* [PROBLEMS]:
**1.** In the forum thread on housing and frame alignment, rewrite the paragraph beginning "My Ariens machines have two bolts" as a short bulleted list that keeps its main facts.
**2.** Translate this sentence from the forum thread on housing and frame alignment into Spanish: "Also, verify your tire pressure before doing anything."
**3.** Continue the forum thread on housing and frame alignment with another reply that follows its final post.

* [SELECTED EXCERPT]:
◇ ◇ ◇ ◇ ◇ ◇ ◇
# Adjusting Housing /Frame alignment



## mike1050 (Dec 10, 2016)

I have a 28SHO. I attempted to make the adjustment because of the scraper sitting uneven. It has not caused a problem yet(no snow yet) just trying to be proactive...Mine is a 2016 model (921048) I only have one bolt per side NOT 2 of them. Can this adjustment still be made?


----------



## Stang (Mar 28, 2015)

Are you saying your whole housing is crooked? That's odd. I don't own a new machine, but at least on the old ones the scraper blade itself is adjustable. Have you tried loosening the carriage bolts that hold the scraper blade to the housing and adjusting it accordingly?


----------



## uberT (Dec 29, 2013)

Mike, make sure you watch the Ariens video on this procedure. Also, verify your tire pressure before doing anything.


My Ariens machines have two bolts. The Ariens rep pops up here once in a while. However, it's easy enough to contact Ariens via chat or whatever and pose the question to them.


(I had a two stage MTD machine prior to the Ariens. The bucket was always a bit ****-eyed in relations ship to the tractor. I used it like that for a number of years before I realized how simple the adjustment was  You want everything squared up.)
◇ ◇ ◇ ◇ ◇ ◇ ◇
* [MATERIAL SUPPLIED]:
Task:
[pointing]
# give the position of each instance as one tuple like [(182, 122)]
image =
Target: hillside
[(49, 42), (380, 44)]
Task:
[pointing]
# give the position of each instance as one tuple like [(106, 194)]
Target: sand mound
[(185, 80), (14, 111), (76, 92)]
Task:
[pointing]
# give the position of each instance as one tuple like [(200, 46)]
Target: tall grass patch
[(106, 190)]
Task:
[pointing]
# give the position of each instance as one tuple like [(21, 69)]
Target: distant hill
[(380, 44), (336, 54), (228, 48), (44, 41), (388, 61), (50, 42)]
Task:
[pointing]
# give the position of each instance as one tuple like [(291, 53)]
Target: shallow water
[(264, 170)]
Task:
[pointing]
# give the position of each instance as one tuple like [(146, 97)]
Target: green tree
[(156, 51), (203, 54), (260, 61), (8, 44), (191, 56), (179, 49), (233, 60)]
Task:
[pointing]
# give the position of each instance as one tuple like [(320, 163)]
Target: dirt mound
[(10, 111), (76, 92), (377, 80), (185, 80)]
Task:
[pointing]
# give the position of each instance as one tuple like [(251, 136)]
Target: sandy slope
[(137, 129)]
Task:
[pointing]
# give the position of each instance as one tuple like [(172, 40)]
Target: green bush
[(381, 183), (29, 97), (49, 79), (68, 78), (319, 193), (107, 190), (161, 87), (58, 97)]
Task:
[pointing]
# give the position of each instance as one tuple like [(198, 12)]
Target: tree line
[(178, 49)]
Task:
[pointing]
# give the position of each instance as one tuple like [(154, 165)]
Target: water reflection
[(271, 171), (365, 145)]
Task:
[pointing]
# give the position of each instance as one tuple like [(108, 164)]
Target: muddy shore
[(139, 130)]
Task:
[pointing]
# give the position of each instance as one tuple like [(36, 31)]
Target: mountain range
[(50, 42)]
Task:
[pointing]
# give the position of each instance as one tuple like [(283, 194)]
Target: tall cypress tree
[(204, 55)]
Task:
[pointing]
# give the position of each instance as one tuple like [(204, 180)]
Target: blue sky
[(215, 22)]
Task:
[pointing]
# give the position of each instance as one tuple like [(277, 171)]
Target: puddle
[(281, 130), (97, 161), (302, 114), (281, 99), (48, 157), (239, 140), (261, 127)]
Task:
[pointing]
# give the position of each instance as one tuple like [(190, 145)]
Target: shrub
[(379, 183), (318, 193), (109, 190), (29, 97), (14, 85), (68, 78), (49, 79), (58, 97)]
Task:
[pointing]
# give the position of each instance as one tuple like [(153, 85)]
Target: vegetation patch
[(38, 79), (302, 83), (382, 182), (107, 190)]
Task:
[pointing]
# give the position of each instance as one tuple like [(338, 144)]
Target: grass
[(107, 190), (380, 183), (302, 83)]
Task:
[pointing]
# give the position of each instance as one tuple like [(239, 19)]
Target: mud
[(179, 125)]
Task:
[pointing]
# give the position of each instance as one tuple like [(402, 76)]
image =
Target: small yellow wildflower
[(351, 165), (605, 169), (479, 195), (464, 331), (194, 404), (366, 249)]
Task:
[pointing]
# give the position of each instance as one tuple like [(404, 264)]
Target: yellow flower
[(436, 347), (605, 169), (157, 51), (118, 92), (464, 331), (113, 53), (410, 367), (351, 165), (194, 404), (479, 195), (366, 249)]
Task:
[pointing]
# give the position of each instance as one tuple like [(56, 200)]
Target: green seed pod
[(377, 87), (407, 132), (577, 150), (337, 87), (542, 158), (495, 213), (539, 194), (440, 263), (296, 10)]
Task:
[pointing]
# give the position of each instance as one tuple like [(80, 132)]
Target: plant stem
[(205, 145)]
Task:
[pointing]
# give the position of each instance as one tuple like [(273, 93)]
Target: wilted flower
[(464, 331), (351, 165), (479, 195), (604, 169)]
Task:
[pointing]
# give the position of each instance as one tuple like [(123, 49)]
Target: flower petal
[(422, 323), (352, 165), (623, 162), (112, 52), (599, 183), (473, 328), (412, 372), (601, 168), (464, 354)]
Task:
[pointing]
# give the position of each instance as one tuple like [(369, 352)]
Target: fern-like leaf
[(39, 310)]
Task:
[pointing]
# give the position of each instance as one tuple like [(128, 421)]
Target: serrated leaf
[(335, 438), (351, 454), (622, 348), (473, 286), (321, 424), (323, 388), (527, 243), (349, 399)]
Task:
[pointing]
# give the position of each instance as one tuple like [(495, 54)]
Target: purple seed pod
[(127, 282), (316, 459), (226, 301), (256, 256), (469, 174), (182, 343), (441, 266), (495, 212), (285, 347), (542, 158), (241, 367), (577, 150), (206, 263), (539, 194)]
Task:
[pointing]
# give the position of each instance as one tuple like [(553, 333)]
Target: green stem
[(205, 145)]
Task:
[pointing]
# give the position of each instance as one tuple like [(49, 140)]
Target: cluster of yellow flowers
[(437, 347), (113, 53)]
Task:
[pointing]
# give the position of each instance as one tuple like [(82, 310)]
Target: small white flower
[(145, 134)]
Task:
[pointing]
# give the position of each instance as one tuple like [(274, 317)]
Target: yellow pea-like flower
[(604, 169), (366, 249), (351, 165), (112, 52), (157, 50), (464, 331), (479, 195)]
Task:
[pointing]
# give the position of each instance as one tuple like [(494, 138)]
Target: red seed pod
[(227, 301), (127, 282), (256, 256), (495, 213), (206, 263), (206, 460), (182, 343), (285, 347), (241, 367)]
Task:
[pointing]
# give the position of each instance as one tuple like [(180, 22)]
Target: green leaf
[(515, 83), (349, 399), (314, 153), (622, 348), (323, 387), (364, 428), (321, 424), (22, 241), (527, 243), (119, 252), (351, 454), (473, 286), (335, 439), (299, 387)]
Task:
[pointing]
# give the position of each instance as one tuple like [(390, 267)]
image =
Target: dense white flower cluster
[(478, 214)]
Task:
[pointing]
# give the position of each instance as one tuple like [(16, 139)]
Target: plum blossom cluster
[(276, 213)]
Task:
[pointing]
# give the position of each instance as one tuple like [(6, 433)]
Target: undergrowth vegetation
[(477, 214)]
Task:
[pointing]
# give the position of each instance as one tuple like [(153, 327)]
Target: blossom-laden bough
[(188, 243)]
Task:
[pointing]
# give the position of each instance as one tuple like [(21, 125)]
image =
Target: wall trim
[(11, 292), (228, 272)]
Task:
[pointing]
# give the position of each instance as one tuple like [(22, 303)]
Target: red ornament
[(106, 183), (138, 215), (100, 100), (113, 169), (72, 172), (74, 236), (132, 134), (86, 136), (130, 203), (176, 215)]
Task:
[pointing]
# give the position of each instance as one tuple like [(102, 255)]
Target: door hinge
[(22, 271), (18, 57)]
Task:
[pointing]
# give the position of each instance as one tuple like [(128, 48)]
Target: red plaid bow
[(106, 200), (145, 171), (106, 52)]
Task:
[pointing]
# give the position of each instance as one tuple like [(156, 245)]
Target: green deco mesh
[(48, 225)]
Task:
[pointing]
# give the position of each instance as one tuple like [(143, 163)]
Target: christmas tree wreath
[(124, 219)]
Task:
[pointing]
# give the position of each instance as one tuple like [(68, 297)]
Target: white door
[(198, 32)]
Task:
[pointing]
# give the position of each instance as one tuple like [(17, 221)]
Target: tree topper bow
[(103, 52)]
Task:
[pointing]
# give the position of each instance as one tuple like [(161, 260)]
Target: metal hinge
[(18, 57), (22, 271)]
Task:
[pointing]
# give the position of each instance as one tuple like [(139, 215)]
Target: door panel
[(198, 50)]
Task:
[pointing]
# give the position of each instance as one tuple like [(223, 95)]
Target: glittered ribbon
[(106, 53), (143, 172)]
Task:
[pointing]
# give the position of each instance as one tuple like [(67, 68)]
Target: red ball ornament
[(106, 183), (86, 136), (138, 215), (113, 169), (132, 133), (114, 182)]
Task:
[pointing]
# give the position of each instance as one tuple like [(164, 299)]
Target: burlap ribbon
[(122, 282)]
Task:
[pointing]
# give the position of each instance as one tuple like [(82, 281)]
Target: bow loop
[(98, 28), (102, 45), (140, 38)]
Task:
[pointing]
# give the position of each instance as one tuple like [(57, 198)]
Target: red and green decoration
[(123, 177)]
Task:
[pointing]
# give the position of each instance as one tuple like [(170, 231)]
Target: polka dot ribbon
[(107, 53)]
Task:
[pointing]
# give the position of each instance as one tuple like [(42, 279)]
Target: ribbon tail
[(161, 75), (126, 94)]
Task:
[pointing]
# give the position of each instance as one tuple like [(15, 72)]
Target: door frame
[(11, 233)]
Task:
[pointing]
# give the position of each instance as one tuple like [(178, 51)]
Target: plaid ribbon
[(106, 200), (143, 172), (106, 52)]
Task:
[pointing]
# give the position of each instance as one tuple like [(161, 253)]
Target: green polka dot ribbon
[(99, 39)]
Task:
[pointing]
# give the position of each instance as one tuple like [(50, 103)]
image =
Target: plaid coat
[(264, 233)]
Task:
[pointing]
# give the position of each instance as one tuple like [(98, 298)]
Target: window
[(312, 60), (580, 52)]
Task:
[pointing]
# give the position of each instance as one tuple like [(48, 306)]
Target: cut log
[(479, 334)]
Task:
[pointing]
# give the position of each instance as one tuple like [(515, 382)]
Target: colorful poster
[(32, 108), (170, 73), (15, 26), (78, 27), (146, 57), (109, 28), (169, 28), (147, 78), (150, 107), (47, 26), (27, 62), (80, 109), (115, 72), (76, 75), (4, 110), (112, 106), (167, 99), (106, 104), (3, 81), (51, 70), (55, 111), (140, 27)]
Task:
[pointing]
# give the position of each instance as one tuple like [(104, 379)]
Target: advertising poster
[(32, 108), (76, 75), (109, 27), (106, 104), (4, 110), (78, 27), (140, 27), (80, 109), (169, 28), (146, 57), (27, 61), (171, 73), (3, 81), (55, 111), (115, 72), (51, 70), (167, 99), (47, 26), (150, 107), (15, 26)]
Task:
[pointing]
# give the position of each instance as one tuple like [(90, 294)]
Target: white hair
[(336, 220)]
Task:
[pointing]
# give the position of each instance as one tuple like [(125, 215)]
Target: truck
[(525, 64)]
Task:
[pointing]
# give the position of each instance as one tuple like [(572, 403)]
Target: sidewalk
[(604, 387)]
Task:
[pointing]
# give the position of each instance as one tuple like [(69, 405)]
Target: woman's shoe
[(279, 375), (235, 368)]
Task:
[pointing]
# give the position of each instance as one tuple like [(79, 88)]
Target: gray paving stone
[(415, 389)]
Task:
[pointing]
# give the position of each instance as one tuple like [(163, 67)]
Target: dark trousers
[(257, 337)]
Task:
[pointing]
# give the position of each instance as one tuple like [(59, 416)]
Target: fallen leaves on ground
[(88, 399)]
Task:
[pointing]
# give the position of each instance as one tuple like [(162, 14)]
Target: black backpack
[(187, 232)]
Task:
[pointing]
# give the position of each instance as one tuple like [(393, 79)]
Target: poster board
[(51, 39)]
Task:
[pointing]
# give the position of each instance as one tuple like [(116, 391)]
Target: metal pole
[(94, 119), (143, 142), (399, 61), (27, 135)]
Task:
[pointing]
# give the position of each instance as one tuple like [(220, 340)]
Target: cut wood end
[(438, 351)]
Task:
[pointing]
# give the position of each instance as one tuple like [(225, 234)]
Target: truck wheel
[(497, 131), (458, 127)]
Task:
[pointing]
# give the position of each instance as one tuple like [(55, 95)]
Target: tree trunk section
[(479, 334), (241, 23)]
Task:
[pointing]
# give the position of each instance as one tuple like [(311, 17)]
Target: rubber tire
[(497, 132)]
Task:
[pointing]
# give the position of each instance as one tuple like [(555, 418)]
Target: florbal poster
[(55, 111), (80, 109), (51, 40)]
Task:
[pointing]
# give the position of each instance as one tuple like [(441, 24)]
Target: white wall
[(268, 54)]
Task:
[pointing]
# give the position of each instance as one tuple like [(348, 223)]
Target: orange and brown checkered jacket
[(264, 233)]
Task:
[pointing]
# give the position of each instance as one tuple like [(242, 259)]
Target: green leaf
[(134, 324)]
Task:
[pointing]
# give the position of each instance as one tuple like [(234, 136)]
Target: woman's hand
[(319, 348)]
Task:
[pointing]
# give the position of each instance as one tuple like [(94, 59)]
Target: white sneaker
◇ ◇ ◇ ◇ ◇ ◇ ◇
* [SOLVED TASKS]:
**1.**
- The poster's Ariens machines have two bolts.
- An Ariens representative posts on the forum now and then.
- Contacting Ariens by chat or another channel to ask the question is easy.

**2.** Además, verifique la presión de los neumáticos antes de hacer cualquier otra cosa.

**3.**
----------



## Strato (Aug 6, 2016)

mike1050 said:


> I have a 28SHO. I attempted to make the adjustment because of the scraper sitting uneven. It has not caused a problem yet(no snow yet) just trying to be proactive...Mine is a 2016 model (921048) I only have one bolt per side NOT 2 of them. Can this adjustment still be made?


I also have a 2016 model (Platinum 24 SHO), and I noticed the same thing - just 1 bolt per side on the housing - not 2 like in the video.

I adjusted the housing following the video instructions, with just the 1 bolt per side. As far as I can tell, it worked. Previously, the bucket was slightly misaligned. After the adjustment, it touched-down simultaneously on both sides.

Also adjusted the skid-shoes at the same time (1/8" inch).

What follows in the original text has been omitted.